(Beginning of Given records)
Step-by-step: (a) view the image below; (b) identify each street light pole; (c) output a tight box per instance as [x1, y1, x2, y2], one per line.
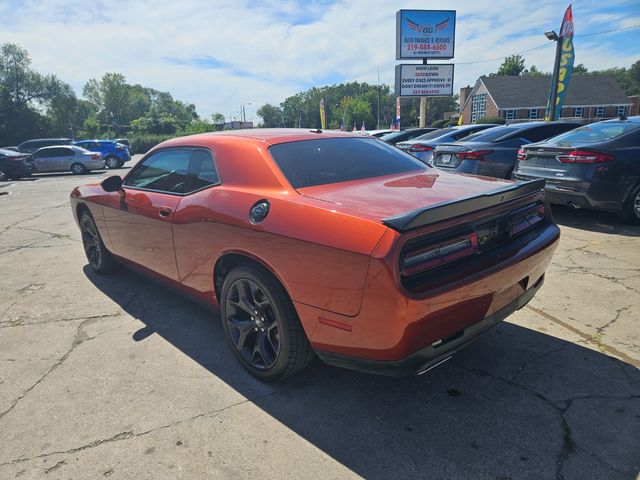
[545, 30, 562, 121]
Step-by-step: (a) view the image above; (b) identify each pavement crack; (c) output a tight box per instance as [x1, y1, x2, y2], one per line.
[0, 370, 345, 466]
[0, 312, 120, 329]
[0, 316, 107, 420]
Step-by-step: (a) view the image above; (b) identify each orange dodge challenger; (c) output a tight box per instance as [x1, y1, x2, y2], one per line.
(End of Given records)
(Beginning of Given records)
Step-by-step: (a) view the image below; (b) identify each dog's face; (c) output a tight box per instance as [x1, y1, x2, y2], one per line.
(End of Given records)
(Beginning of Given records)
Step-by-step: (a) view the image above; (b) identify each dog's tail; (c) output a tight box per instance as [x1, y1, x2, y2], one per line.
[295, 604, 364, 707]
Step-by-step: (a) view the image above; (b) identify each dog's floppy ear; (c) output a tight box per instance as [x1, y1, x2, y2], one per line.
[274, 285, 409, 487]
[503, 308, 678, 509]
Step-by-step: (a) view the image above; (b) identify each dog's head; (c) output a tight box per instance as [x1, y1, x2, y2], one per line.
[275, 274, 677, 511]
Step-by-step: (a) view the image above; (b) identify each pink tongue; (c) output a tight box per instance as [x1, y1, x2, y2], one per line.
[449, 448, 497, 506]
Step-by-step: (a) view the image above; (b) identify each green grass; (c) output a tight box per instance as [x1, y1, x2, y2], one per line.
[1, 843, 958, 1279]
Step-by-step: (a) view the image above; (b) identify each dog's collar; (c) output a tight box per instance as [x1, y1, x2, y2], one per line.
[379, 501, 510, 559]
(End of Given records)
• [Task prompt]:
Print exactly the lines above that run from the one with "Step-by-step: (a) view the image below; (b) identify each street" down to the one with "Step-by-step: (a) view the image above; (b) identify each orange", and omit the pictures.

• [Response to this task]:
Step-by-step: (a) view the image below; (b) identify each street light pole; (c) output a tight box per instance as [x1, y1, x2, y2], one per line.
[545, 30, 562, 121]
Step-by-step: (a) view the image above; (b) identify each pavement crack; (c) output a tight box per instance as [x1, y1, x2, y2], one per line.
[0, 370, 345, 466]
[0, 312, 120, 329]
[0, 316, 107, 420]
Step-by-step: (a) view the image above; (b) identify each orange dodge challenger; (c) output a tight box per instance as [x1, y1, x2, y2], one per line.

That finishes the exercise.